(Dataset excerpts)
= Beginning of Section =
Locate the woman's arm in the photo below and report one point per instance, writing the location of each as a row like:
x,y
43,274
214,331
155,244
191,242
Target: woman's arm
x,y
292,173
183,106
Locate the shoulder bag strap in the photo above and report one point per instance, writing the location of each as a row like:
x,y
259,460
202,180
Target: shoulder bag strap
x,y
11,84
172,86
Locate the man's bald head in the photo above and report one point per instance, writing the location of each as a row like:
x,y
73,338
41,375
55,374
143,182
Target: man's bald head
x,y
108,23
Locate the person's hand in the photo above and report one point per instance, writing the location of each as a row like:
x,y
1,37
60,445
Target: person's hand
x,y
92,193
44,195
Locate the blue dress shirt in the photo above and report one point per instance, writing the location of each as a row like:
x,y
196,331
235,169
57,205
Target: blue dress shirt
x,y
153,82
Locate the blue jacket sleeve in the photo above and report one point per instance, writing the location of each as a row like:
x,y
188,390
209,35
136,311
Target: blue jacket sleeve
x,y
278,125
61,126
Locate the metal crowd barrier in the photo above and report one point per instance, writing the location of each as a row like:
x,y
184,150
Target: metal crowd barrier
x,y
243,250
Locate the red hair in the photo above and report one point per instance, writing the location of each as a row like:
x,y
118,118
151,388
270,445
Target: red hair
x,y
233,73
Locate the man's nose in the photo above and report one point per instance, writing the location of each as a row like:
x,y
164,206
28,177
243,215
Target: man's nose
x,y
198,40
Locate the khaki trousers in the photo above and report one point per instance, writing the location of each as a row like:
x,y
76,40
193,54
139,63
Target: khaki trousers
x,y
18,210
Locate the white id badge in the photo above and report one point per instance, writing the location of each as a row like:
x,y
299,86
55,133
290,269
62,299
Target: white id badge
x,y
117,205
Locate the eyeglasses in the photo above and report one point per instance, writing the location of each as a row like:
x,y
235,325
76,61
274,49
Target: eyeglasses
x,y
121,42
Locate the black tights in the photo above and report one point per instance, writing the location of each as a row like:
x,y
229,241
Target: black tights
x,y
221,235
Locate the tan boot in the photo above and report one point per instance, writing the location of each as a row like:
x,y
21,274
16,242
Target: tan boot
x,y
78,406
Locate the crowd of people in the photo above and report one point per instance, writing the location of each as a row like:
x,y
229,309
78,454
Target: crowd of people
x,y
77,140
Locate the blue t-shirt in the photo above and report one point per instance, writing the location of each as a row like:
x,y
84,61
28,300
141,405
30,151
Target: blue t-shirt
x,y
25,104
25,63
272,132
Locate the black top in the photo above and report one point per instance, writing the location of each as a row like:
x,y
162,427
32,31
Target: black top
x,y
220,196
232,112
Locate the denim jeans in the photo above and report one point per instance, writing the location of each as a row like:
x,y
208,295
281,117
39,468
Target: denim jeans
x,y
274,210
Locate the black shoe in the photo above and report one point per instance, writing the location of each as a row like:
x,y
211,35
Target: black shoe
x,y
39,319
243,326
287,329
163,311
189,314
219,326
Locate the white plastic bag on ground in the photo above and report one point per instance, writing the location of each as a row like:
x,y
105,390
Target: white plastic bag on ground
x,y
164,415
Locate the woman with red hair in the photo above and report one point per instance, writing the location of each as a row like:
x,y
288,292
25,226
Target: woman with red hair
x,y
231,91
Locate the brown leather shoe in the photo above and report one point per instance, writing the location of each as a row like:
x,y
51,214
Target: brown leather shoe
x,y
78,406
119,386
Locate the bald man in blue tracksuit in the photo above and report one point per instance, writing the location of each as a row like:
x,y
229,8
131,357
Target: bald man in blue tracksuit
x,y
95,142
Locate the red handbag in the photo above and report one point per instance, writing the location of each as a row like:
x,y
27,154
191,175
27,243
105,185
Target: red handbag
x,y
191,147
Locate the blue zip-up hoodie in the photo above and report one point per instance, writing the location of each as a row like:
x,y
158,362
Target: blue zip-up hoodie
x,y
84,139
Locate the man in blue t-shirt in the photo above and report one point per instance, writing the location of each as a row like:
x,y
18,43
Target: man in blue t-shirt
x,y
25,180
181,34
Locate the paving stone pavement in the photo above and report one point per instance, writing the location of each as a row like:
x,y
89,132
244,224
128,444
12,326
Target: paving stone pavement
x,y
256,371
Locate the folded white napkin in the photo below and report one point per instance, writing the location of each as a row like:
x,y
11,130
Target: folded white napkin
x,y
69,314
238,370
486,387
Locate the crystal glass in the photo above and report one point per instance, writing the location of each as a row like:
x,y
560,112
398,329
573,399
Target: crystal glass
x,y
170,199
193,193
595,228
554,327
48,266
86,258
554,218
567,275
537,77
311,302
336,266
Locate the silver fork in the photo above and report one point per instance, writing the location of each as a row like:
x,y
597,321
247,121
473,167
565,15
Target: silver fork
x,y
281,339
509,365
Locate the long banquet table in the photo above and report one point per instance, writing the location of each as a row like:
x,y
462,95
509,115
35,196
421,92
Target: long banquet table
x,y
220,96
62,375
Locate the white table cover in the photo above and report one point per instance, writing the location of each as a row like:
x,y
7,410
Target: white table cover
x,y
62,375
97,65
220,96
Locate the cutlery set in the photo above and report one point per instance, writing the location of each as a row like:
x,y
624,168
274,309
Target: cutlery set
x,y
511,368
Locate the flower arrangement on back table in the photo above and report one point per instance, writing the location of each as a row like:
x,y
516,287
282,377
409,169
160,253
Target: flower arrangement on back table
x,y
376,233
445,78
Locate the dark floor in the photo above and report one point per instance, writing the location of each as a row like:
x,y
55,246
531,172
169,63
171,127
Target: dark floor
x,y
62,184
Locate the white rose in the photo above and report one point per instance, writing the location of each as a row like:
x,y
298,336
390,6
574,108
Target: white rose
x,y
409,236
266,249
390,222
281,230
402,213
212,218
= End of Section =
*What to work on*
Copy out the entries above again, keeping them exact.

*Response to the task*
Locate the woman's arm in the photo below and report one point per instance, writing the location of each as a row like:
x,y
43,274
214,331
155,244
191,242
Target: woman's arm
x,y
292,173
183,106
Locate the shoulder bag strap in the photo above and report one point per instance, writing the location of each as a row like:
x,y
259,460
202,180
Target: shoulder bag strap
x,y
11,84
172,86
Locate the man's bald head in the photo above and report one point per instance, writing the location of each as a row like:
x,y
73,338
41,375
55,374
143,182
Target: man's bald head
x,y
108,23
Locate the person's hand in the photo above and report one point per instance, writing the location of each as a row like:
x,y
1,37
60,445
Target: person's hand
x,y
92,193
44,195
Locate the blue dress shirt in the photo above and report one point per instance, writing the location of each as a row like:
x,y
196,331
235,169
57,205
Target: blue dress shirt
x,y
153,82
Locate the blue jacket sleeve in the photo above and report one point per instance, writing the location of each as a row like:
x,y
188,390
209,35
136,311
Target: blue jacket sleeve
x,y
278,125
61,126
Locate the metal crowd barrier in the photo above and report one point per instance, writing the location of each as a row like:
x,y
184,150
Target: metal crowd barrier
x,y
243,250
Locate the red hair in the photo above and report one point per instance, writing the location of each as a row like:
x,y
118,118
151,388
270,445
Target: red hair
x,y
233,73
Locate the man's nose in the photo above and report one point per instance, writing the location of each as a row like:
x,y
164,206
28,177
243,215
Target: man's nose
x,y
198,40
Locate the khaki trousers in the photo above and report one point per instance, writing the location of each as a row like:
x,y
76,40
193,54
139,63
Target: khaki trousers
x,y
18,210
Locate the white id badge in the photo above and report one point per instance, writing the location of each as a row like:
x,y
299,86
55,133
290,269
62,299
Target: white id badge
x,y
117,205
Locate the eyeglasses in the photo above and report one point per instance, writing the location of each as a row like:
x,y
235,325
76,61
274,49
Target: eyeglasses
x,y
121,42
Locate the black tights in the photo above and report one point per instance, writing the location of each as a row like:
x,y
229,241
Target: black tights
x,y
221,235
Locate the tan boot in the photo above and report one point per instance, writing the location of each as a row like:
x,y
21,274
16,242
Target: tan boot
x,y
78,406
Locate the crowd of people in the photo above and report one point per instance, writing the location of each as a row like:
x,y
229,309
78,454
Target: crowd of people
x,y
77,140
Locate the blue t-shirt in the photo above and report one point per instance, writing the location of each as a row like:
x,y
84,61
28,300
141,405
30,151
Target: blue t-shirt
x,y
25,104
25,63
272,132
Locate the black top in the photo above and report one point per instance, writing the location of each as a row like:
x,y
162,427
32,31
Target: black top
x,y
220,196
232,112
Locate the denim jeans in the photo above and report one point per instance, writing the location of each as a row like:
x,y
208,295
281,117
39,468
Target: denim jeans
x,y
274,210
Locate the black shoe in the photo above and report one point per instance, writing the location of each as a row like:
x,y
211,35
Target: black shoe
x,y
39,319
243,326
287,329
163,311
189,314
219,326
Locate the white plastic bag on ground in the photo above and report one point per instance, writing the location of each as a row like:
x,y
105,390
Target: white plastic bag on ground
x,y
164,415
Locate the woman with red hair in the photo above and report one point per instance, writing the location of each as a row like:
x,y
288,292
25,226
Target: woman with red hair
x,y
231,91
Locate the brown leather shoe in the photo above and report one point per instance, writing the location of each as a row like:
x,y
51,214
Target: brown leather shoe
x,y
78,406
119,386
Locate the bald man in blue tracksuit in the photo above and report one point per instance, writing the location of each as a row like:
x,y
229,8
131,357
Target: bald man in blue tracksuit
x,y
95,142
Locate the red handbag in the photo above and report one point per instance, writing the location of each as a row like:
x,y
27,154
191,175
27,243
105,185
Target: red handbag
x,y
191,147
Locate the blue zip-up hoodie in the photo above and report one point per instance, writing the location of each as a row like:
x,y
158,362
Target: blue zip-up hoodie
x,y
84,139
Locate the man in blue t-shirt in the photo above and report one point per instance, writing the location of each as a row like:
x,y
18,43
Target: man in blue t-shirt
x,y
25,180
181,34
Locate the paving stone pavement in the photo above and report one point per instance, writing the location of each as a row like:
x,y
89,132
244,224
128,444
12,326
Target: paving stone pavement
x,y
256,371
Locate the folded white napkin in the photo below and report one point per instance, writing the location of each as a row like:
x,y
11,130
Target: folded white napkin
x,y
69,314
238,370
486,387
Locate the crystal glass in the photo above and report one point per instance, writing the location of each as a row like:
x,y
560,112
398,329
573,399
Target: crystal glass
x,y
170,199
193,193
595,228
554,327
48,266
86,258
554,218
567,275
537,77
311,302
336,266
Locate the silver fork in the photo above and report one point per instance, writing the location of each as a row like:
x,y
597,321
247,121
473,167
565,15
Target: silver fork
x,y
281,339
509,365
Locate the long banquet table in the photo above and report one point per instance, writing the location of each as a row like:
x,y
462,95
509,115
35,196
421,92
Target: long banquet table
x,y
220,96
62,375
Locate the white table cover in the photo above and report one point per instance, writing the location of each as a row like:
x,y
7,410
Target: white table cover
x,y
62,375
97,65
220,96
Locate the cutlery set in the photo above and report one point per instance, writing the location of each as a row like:
x,y
624,168
274,309
Target: cutlery set
x,y
511,368
Locate the flower arrangement on back table in the photo above and report one point per instance, writing the location of each as a row like:
x,y
516,287
282,377
409,169
160,253
Target: flower arrangement on back table
x,y
376,233
445,78
Locate the dark floor in the photo above and report one point per instance, writing the location of each as a row like:
x,y
55,246
531,172
169,63
171,127
Target: dark floor
x,y
62,184
Locate the white rose in the photo above and report one point per instance, writing the location of each as a row like:
x,y
298,336
390,6
574,108
Target: white rose
x,y
409,236
266,249
390,222
281,230
402,213
212,218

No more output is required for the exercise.